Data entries
* Start *
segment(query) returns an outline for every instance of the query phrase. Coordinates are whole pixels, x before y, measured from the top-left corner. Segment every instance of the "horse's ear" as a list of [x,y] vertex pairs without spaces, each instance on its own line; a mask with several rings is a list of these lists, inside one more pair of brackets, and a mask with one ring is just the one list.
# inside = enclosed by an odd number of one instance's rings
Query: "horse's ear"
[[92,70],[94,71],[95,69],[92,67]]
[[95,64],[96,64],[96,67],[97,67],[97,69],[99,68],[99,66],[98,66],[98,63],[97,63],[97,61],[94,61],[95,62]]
* End *
→ **Aim**: Rewrite the lines above as a JSON list of strings, with one string per line and blank lines omitted.

→ **Written response**:
[
  "segment(query) returns an outline for every instance of the query phrase. Coordinates are whole pixels, x before y, measured from the top-left corner. Segment every instance of the \"horse's ear\" as a list of [x,y] vertex pairs without spaces, each instance on its own line; a mask with several rings is a list of these lists, inside one more pair of brackets, and a mask with one ring is just the one list.",
  "# inside = enclosed by an odd number of one instance's rings",
  "Query: \"horse's ear\"",
  "[[92,70],[94,71],[95,69],[92,67]]",
  "[[95,64],[96,64],[96,67],[97,67],[97,69],[99,68],[99,66],[98,66],[98,63],[97,63],[97,61],[94,61],[95,62]]"
]